(Dataset rows showing where objects appear)
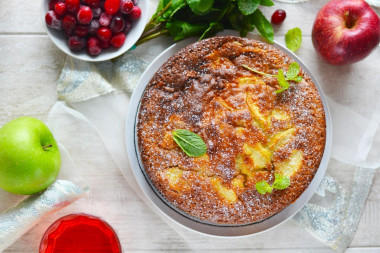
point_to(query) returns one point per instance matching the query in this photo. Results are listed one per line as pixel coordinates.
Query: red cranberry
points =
(68, 23)
(118, 40)
(73, 5)
(94, 26)
(76, 44)
(96, 12)
(84, 15)
(127, 26)
(93, 46)
(92, 3)
(278, 17)
(60, 8)
(68, 33)
(104, 44)
(135, 13)
(126, 6)
(81, 30)
(111, 6)
(104, 33)
(52, 4)
(105, 19)
(52, 20)
(117, 24)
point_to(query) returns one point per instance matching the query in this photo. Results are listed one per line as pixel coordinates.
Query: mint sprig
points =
(181, 19)
(291, 75)
(191, 143)
(293, 39)
(280, 183)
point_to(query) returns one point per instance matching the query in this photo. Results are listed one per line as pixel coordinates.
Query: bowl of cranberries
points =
(95, 30)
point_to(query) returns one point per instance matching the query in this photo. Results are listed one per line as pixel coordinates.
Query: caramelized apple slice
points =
(291, 165)
(281, 138)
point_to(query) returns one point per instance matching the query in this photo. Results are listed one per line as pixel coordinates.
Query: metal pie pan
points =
(165, 207)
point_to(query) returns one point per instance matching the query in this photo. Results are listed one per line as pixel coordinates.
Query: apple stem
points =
(47, 146)
(349, 20)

Written request:
Return every line of the data above that contains the string "apple". Case counts, so match only lines where its letters have the same capitalization.

Written response:
Query: caramelized apple slice
Query: apple stem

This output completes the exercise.